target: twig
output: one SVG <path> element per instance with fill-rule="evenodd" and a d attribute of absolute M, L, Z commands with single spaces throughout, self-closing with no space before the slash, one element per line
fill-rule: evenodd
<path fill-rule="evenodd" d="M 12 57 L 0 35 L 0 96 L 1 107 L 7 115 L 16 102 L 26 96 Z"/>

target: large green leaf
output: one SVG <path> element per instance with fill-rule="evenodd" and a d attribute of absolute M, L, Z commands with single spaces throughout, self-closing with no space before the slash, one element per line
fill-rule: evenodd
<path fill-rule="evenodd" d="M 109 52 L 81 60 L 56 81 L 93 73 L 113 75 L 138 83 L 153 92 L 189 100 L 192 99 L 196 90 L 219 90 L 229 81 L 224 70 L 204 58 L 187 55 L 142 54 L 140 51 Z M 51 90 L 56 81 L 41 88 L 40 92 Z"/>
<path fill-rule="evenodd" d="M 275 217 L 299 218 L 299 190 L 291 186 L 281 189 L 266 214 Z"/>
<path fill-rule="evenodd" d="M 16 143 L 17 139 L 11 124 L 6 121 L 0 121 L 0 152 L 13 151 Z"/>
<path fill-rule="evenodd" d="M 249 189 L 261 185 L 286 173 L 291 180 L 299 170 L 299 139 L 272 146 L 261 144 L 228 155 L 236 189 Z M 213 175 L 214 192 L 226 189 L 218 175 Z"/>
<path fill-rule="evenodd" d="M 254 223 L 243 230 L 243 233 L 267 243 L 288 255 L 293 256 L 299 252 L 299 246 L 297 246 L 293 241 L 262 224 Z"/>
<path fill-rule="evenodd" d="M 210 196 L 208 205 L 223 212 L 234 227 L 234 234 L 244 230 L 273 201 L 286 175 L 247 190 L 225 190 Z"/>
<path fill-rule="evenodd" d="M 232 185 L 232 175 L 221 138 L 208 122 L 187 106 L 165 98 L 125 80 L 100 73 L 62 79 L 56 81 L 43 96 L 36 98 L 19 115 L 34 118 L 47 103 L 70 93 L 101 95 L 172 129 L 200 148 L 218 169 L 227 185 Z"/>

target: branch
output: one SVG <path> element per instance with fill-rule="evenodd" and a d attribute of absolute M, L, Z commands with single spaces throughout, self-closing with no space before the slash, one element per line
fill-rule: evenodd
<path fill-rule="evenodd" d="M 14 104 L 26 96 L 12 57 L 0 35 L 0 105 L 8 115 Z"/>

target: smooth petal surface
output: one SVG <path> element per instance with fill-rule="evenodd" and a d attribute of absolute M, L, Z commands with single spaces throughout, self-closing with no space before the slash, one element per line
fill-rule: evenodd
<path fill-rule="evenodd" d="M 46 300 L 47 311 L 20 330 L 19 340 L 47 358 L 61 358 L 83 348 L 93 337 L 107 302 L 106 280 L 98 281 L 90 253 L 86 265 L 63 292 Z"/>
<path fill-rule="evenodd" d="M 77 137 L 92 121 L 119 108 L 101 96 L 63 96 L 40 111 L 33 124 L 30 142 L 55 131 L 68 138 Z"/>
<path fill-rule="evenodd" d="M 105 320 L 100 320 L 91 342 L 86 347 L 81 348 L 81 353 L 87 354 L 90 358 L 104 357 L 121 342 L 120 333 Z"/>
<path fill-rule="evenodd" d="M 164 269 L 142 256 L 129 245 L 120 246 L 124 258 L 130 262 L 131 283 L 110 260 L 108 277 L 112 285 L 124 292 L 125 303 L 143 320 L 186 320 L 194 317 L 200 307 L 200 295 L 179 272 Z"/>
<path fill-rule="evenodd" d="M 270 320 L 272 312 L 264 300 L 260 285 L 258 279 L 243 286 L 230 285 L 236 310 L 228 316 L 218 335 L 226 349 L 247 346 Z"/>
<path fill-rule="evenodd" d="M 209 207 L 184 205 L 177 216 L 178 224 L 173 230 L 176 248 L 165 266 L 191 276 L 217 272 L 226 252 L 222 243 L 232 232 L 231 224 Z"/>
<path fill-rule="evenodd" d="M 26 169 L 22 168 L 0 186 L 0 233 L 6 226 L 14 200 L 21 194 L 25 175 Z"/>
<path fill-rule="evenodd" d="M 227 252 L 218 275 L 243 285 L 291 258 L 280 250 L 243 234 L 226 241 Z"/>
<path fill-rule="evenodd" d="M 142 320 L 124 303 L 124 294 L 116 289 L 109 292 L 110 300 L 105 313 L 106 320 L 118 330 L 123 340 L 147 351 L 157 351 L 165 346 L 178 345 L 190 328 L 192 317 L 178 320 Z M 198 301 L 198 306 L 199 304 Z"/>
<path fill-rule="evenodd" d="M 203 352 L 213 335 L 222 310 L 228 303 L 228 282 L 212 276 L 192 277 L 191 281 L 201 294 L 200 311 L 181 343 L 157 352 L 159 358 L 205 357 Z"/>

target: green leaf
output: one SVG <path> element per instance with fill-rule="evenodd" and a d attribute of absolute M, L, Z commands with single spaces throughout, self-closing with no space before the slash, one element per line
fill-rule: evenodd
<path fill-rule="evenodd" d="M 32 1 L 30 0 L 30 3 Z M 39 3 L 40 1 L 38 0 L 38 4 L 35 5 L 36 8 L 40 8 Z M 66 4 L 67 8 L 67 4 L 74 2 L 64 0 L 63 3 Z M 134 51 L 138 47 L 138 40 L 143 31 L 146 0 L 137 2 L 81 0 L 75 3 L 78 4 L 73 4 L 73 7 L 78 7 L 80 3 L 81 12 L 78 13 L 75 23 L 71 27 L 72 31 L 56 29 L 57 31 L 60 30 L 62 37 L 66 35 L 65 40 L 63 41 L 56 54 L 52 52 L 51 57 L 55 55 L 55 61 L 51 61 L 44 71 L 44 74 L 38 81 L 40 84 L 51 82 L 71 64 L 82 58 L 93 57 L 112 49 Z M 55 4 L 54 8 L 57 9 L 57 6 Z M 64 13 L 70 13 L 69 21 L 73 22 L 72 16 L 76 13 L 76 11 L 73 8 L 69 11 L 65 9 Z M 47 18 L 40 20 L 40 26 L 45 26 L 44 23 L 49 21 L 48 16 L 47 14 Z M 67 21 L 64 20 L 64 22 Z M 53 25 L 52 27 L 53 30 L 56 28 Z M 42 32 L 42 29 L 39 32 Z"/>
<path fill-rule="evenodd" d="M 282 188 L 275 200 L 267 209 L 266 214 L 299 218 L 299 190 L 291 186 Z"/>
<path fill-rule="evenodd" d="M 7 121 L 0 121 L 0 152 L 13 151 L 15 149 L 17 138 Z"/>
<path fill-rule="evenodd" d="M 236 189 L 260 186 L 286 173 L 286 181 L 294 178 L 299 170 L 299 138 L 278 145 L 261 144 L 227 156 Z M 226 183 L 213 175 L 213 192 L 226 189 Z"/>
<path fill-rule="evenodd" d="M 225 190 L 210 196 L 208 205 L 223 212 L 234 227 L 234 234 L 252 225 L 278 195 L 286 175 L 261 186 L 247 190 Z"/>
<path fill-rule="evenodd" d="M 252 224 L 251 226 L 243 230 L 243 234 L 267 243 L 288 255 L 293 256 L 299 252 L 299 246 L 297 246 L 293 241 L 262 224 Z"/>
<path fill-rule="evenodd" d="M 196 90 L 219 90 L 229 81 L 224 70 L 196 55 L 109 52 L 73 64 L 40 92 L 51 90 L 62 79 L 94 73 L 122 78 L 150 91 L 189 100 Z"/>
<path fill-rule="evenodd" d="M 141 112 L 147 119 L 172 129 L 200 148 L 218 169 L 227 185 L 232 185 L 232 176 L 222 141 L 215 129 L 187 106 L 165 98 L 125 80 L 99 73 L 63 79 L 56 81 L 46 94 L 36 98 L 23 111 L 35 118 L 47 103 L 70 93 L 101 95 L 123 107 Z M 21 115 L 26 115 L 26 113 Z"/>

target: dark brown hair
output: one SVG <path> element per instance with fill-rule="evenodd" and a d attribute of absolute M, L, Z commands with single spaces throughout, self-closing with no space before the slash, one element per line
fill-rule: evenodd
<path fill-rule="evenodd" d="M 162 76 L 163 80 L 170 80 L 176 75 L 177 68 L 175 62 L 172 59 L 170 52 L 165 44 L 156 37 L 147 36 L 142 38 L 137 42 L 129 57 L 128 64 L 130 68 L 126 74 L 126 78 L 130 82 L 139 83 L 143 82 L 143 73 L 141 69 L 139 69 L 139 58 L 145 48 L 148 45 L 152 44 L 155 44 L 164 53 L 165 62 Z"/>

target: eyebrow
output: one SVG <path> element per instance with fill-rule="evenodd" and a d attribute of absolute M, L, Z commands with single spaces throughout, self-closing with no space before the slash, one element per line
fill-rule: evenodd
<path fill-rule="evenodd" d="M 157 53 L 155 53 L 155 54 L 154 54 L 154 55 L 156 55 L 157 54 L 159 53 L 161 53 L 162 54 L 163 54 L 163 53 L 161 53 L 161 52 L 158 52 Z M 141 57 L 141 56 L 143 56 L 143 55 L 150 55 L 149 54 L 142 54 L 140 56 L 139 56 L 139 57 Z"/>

__PROBLEM TO WORK ON__
Return the lines of the records exactly as they appear, everything from the line containing "target: smooth petal surface" down to the line containing "227 252 L 218", both included.

__SOLUTION TO THE PROBLEM__
target: smooth petal surface
output: one SVG <path> element per instance with fill-rule="evenodd" and a d attribute of absolute M, L, Z commands with single spaces throughout, self-closing with no space before the slash, one element per line
fill-rule: evenodd
<path fill-rule="evenodd" d="M 46 300 L 47 311 L 20 330 L 19 340 L 47 358 L 61 358 L 83 348 L 93 337 L 107 302 L 106 280 L 98 281 L 90 253 L 86 265 L 63 292 Z"/>
<path fill-rule="evenodd" d="M 77 137 L 92 121 L 119 108 L 101 96 L 63 96 L 40 111 L 33 124 L 30 142 L 55 131 L 68 138 Z"/>
<path fill-rule="evenodd" d="M 105 320 L 100 320 L 91 342 L 86 347 L 81 348 L 81 353 L 87 354 L 90 358 L 104 357 L 121 342 L 120 333 Z"/>
<path fill-rule="evenodd" d="M 164 269 L 142 256 L 129 245 L 120 246 L 124 258 L 130 262 L 131 283 L 110 260 L 108 277 L 112 285 L 124 292 L 125 303 L 143 320 L 186 320 L 194 317 L 200 307 L 200 295 L 179 272 Z"/>
<path fill-rule="evenodd" d="M 270 320 L 272 312 L 264 300 L 260 285 L 258 279 L 243 286 L 230 285 L 236 310 L 228 316 L 218 335 L 226 349 L 247 346 Z"/>
<path fill-rule="evenodd" d="M 209 207 L 184 205 L 177 216 L 178 224 L 173 230 L 176 248 L 165 266 L 191 276 L 217 272 L 226 252 L 222 243 L 232 232 L 231 224 Z"/>
<path fill-rule="evenodd" d="M 26 169 L 22 168 L 0 186 L 0 233 L 6 226 L 14 200 L 21 194 L 25 175 Z"/>
<path fill-rule="evenodd" d="M 227 252 L 218 275 L 243 285 L 291 258 L 280 250 L 243 234 L 226 241 Z"/>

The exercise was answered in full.